* PROBLEM SET *
**a)** Decide whether each statement agrees with the post below on impressions and discretion. Answer yes or no and quote the deciding words: (i) The writer accepted the insurance company's offer to record a version of the accident. (ii) The commenter works as a clinical social worker. (iii) The post likens the denial of impressions to economic models that rely on rational actors.
**b)** Extend the post on impressions and discretion, with its comments, by writing what follows its final sentence.

* TEXT SEGMENT *
= Beginning of Section =

We want leniency or strictness to be a matter of general principles applied to particular facts, but often the particular facts stir a certain intuition and then the general principles are bent toward that intuition—only to produce more finely sliced sub-principles to be toyed with next time. It may be that our natural proclivity to sympathize or withhold sympathy in discretion can be harnessed toward contextualized decisions, or it may be that fairness is threatened by loss of objectivity. Either way, it’s like economic models relying on rational actors when few people actually behave in the idealized way models want them to—denial is still a good start but eventually it prevents us from talking about what’s really going on. From a pragmatic point of view, if impressions are more determinative than anyone wants to admit, then surely it’s a safe bet to keep track of which way we rub others…

Back to the phone call

The insurance company gave me the option of recording my version of the accident for their records. I responded that I filed a written statement and it would soon make it to their desk. We proceeded to talk about details of the accident, but as our stories diverged and I insisted on them reviewing their client’s story more rigorously, I was told that they already gave me the option of recording my statement and I refused, so they are clearly working with me but I haven’t given the impression that I’m cooperating! Trying to revive our cordiality I said something about understandably missing each other in our expectations and surely we’d work it out. You better believe we’ll work this out, in my favor, but no need to give the impression that I’m stubborn.

3 Comments

Yaminette posted on February 26, 2010 at 11:52 am

Great way to tie in what you are learning in class into the real world. As a clinical social worker, impressions matter only to the extent that they can misguide our evaluation and treatments of clients, so we tend to give the benefit of the doubt…with the law there is so much power behind a decision based on an impression (and yes there is power too for clinicians in an office possibly diagnosisng a client…) but at the end of the day the law is upheld as absolute, where as in my field, we are constantly re-evaluating and reflecting on our biases and stereotypes or impressions taht would lead us to make bad decisions. Still, social workers and lawyers work with people, so is it fair to say we need more of an evidence-based integrative approach?

= End of Section =

* RECORD SET *

= Beginning of Section =

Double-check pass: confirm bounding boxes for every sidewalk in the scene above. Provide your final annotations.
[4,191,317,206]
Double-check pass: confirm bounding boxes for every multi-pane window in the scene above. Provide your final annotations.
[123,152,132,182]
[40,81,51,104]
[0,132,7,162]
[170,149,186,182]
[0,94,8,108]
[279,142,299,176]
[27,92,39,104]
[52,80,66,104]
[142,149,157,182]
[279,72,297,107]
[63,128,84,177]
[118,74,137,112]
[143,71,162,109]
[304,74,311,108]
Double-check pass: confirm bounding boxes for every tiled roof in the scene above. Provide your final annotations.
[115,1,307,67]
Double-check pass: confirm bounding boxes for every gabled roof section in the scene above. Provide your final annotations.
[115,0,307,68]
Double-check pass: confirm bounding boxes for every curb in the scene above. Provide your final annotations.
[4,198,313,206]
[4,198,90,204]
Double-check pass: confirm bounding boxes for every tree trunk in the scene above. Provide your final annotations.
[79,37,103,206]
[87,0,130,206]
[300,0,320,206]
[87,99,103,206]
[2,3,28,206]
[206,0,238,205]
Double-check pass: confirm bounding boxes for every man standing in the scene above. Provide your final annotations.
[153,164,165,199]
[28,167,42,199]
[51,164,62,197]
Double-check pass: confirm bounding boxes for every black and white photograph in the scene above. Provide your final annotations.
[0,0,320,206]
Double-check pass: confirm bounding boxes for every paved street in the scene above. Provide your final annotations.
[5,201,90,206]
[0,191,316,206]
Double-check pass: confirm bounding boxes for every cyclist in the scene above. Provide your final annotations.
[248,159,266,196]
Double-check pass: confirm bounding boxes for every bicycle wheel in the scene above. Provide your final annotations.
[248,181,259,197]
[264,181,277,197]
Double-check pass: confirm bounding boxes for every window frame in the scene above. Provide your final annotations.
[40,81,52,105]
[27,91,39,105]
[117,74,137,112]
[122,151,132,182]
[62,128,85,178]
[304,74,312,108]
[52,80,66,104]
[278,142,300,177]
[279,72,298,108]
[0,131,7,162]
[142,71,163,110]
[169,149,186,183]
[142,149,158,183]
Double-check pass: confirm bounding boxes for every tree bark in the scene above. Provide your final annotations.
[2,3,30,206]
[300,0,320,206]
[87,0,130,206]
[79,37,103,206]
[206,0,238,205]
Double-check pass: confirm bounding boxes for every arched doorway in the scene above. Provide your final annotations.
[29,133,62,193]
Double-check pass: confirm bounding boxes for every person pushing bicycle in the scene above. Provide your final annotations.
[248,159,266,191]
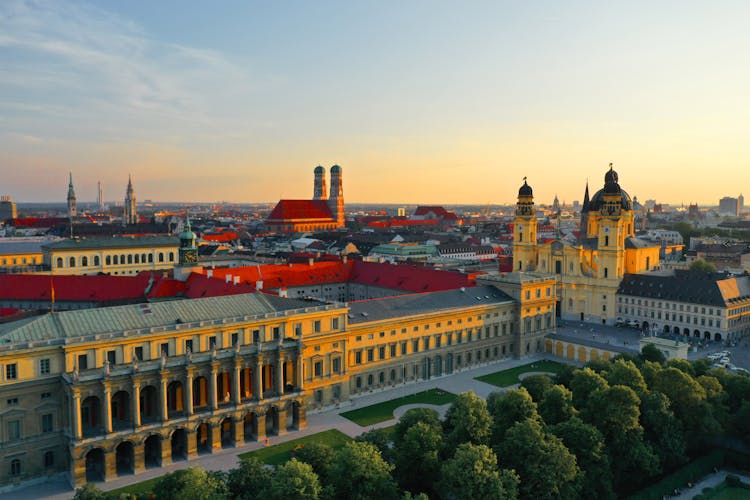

= End of Section =

* RESULTS FOR THE EXERCISE *
**a)**
(i) No: "I responded that I filed a written statement and it would soon make it to their desk."
(ii) Yes: "As a clinical social worker"
(iii) Yes: "it’s like economic models relying on rational actors when few people actually behave in the idealized way models want them to"

**b)**
dlinhart posted on February 27, 2010 at 5:46 pm

Your point about needing an evidence-based approach is perfectly illustrated by a link Prof Fisher emailed to our class, a NY Times Feb 15, 2010 editorial which begins: “Justice Anthony Kennedy spoke out against excessive prison sentences this month in California, criticizing the state’s deeply misguided three-strikes law. It was a welcome message, delivered with unusual force. Much of the blame for the law, however, lies with the Supreme Court, which upheld it in a decision on which Justice Kennedy cast the deciding vote.” Maybe Kennedy would have voted differently when the issue was before the Court if he had more accurate information about what effects his decision would have on the people who then must live through his decision…

Paul posted on March 5, 2010 at 1:29 am

Perhaps this is why grace seems to be so highly valued. A quick personal story. I’m discovering joy in being a leader in a project I’m currently working. I’m recognizing that I feel freedom to offer grace to others on the team…and trust that all will work out well (believing in a higher power directing all our activities for good, perhaps not to my specific expectations, but I’m ok with that). Versus in previous jobs I felt pressure from my management to more tightly manage outcomes. I’d towed the line and relationships suffered. Now there’s lots to think about in terms of my part in past jobs, but all to say it seems relationships are always at risk without grace. What do you think? And I wonder how that fits in modern legal structures (there seemed a place for it in some ancient structures…if the Bible is to be believed).